=== Your task ===
Produce an exact copy of the lines from the line that contains "TARGET = tall poplar tree" to the end of the listing below.

=== Data in this exercise ===
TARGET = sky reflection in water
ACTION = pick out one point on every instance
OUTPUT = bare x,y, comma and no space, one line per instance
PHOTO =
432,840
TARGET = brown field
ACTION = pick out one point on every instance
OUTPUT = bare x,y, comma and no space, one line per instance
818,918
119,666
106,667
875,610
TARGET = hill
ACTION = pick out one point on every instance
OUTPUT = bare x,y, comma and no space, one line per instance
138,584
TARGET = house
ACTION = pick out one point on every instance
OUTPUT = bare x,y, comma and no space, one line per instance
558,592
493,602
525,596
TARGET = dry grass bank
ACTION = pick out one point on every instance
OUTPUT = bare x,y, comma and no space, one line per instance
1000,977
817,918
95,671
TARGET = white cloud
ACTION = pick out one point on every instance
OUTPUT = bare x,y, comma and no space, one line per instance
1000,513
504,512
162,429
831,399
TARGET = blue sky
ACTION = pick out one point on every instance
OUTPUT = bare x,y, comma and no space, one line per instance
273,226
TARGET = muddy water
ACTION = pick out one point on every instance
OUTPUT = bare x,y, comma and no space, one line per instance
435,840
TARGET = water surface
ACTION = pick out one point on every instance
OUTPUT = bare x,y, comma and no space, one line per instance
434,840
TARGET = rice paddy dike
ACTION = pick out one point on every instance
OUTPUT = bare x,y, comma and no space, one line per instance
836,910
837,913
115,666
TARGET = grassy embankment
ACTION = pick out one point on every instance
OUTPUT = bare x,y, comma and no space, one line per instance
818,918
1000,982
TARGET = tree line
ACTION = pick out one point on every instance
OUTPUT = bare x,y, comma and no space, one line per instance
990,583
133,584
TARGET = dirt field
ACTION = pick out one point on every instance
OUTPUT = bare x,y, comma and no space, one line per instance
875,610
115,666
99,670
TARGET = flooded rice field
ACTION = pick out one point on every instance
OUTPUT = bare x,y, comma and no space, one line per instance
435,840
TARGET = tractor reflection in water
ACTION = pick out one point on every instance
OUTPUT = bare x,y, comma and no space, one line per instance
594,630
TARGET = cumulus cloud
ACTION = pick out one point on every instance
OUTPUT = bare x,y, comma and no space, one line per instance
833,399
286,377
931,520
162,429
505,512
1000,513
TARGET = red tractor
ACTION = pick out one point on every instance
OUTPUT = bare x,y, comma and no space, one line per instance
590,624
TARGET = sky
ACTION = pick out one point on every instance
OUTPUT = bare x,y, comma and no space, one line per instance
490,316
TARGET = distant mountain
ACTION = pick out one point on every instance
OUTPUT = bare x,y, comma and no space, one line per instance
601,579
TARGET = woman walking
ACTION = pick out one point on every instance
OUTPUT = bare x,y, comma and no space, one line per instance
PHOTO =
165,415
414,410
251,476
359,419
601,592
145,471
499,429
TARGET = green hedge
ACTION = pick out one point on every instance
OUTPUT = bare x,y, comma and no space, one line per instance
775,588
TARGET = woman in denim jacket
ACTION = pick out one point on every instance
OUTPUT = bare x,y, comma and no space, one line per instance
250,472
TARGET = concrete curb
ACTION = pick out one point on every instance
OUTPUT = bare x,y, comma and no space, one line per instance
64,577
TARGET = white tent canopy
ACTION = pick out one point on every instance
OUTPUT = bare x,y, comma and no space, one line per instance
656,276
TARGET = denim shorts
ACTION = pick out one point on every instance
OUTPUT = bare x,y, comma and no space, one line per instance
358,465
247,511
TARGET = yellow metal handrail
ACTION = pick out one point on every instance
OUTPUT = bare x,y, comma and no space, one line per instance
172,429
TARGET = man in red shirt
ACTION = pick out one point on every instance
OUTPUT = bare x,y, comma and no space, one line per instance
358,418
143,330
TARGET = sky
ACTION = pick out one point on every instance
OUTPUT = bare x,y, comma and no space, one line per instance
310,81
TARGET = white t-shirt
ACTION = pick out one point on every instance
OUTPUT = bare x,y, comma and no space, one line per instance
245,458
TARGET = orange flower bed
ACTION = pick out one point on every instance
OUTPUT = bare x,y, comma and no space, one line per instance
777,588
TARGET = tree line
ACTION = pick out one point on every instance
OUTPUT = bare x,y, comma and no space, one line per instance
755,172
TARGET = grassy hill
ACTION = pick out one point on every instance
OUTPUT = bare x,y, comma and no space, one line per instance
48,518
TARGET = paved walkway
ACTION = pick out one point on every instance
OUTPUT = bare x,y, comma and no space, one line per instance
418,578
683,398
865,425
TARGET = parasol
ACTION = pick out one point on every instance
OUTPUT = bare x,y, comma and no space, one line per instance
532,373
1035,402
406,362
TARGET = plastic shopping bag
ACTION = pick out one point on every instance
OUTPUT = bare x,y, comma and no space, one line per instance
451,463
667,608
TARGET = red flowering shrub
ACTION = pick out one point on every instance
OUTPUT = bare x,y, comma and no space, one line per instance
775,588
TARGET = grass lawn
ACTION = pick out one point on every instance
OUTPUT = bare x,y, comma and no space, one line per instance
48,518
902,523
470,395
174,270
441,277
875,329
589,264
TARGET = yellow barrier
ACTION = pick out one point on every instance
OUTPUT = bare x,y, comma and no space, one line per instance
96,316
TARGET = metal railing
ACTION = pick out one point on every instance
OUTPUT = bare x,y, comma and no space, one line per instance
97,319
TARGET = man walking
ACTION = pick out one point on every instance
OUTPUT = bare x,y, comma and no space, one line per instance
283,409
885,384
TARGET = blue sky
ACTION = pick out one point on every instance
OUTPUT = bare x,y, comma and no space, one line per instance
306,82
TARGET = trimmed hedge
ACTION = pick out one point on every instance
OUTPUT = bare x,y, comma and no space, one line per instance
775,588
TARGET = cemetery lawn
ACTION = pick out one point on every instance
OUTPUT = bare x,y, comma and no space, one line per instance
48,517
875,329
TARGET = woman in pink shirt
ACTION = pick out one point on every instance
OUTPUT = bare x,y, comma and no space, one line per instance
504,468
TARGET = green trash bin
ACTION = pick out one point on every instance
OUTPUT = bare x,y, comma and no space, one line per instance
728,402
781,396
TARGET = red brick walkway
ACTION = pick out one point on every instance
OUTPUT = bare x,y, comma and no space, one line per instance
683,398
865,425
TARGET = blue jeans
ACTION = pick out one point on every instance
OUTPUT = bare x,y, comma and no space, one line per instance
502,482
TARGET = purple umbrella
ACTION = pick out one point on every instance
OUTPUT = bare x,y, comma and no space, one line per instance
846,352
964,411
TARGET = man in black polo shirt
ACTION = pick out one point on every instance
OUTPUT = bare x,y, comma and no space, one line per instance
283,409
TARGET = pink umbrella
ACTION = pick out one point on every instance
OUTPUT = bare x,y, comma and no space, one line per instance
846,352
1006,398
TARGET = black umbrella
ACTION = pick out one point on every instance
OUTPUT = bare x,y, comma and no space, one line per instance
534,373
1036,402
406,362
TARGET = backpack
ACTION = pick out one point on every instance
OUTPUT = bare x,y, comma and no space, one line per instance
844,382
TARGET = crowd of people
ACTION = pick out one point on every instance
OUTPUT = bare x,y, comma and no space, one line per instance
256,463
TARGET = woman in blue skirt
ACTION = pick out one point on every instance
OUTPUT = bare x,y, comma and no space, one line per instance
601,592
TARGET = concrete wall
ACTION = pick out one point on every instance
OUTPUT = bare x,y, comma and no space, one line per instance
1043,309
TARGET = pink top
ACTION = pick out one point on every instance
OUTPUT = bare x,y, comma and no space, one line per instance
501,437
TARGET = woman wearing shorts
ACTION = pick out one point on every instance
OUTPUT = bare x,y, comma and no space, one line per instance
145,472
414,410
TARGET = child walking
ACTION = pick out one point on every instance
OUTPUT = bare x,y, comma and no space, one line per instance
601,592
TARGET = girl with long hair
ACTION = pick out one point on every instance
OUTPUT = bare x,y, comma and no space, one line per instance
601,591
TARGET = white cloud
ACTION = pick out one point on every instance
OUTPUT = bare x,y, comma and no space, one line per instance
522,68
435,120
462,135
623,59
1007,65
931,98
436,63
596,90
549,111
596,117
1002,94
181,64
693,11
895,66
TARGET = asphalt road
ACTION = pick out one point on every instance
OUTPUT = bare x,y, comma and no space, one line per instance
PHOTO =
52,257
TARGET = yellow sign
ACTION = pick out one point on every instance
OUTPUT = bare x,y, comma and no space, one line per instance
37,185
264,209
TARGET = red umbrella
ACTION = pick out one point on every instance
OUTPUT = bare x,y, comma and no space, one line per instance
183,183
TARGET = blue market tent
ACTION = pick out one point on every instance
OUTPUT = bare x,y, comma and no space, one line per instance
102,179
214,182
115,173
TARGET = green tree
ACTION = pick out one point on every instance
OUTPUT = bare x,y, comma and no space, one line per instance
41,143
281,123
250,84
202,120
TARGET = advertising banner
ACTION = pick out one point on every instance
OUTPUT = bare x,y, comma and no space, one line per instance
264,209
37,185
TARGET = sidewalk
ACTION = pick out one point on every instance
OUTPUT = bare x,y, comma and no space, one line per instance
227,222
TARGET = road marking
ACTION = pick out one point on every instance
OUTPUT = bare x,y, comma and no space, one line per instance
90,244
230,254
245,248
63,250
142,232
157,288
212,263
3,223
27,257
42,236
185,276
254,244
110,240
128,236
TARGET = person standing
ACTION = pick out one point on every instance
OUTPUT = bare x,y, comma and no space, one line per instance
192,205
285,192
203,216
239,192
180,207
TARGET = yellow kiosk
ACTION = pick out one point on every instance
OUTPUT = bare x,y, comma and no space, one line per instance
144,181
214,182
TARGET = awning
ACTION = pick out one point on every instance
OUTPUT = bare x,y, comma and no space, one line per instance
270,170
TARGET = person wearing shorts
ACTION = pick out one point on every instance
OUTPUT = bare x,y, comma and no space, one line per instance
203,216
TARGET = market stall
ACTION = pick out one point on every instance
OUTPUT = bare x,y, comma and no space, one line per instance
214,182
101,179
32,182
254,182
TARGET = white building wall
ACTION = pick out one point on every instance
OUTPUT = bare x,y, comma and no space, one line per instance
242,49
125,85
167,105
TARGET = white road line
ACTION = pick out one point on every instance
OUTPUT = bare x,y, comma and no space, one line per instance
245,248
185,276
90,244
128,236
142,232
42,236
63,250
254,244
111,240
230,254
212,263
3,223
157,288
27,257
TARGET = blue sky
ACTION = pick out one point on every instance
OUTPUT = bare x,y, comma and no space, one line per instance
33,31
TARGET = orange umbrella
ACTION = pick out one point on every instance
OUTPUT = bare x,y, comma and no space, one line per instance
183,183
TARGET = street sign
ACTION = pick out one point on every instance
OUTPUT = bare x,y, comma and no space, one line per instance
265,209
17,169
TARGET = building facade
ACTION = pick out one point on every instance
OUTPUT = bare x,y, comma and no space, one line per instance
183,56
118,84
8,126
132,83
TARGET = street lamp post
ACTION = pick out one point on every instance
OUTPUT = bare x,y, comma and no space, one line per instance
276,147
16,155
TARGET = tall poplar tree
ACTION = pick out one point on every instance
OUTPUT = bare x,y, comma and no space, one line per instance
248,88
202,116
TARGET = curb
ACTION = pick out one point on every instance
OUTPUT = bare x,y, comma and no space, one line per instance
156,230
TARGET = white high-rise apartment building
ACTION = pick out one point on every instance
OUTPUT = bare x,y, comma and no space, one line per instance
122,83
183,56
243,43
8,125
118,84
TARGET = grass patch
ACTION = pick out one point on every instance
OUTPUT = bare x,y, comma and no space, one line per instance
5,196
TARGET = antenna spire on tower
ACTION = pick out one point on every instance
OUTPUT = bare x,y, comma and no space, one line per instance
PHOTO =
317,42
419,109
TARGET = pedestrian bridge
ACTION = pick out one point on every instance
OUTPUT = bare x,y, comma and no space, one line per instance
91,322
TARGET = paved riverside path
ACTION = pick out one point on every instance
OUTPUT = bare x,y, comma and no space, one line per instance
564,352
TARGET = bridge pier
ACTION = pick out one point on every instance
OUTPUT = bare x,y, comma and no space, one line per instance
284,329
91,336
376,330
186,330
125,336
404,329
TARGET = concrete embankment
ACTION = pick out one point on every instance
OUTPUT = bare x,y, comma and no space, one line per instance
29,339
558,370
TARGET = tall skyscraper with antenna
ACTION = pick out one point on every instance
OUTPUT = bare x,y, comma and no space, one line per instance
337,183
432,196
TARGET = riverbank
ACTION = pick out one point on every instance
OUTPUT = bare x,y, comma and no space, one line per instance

=== Final answer ===
TARGET = tall poplar tree
ACTION = pick out one point on every instance
OUTPUT = bare x,y, comma and no space, one line per instance
248,88
202,116
TARGET = curb
ACTION = pick out one point on every instance
OUTPUT = bare x,y, comma and no space, one line per instance
156,230
TARGET = white high-rise apartment building
ACTION = pick out one point on every instance
OUTPUT = bare x,y, comma and no space, one line per instance
122,83
183,56
243,43
8,125
118,84
TARGET = grass patch
ACTION = pick out one point on every instance
OUTPUT = bare x,y, comma and no space, one line per instance
5,196
TARGET = antenna spire on tower
ACTION = pick out one point on every instance
OUTPUT = bare x,y, comma and no space, one line per instance
PHOTO =
317,42
419,109
TARGET = pedestrian bridge
ACTION = pick out one point on every instance
OUTPUT = bare x,y, comma and no space, one line per instance
91,322
TARGET = paved riverside path
ACTION = pick out one point on every instance
OUTPUT = bare x,y, comma and no space, one line per instance
564,352
TARGET = bridge pier
ACTION = pick out one point on every instance
OUTPUT = bare x,y, comma and no space, one line per instance
284,329
91,336
376,330
186,330
125,336
404,329
TARGET = concrete embankment
ACTION = pick out one point on every instance
OUTPUT = bare x,y, comma and no space, one line per instance
29,339
558,370
TARGET = tall skyscraper with antenna
ACTION = pick out one point on every instance
OUTPUT = bare x,y, comma and no space, one line per instance
337,183
432,196
TARGET = riverbank
ACTION = pick out one point on every instance
OUTPUT = bare x,y, comma and no space, one line per instance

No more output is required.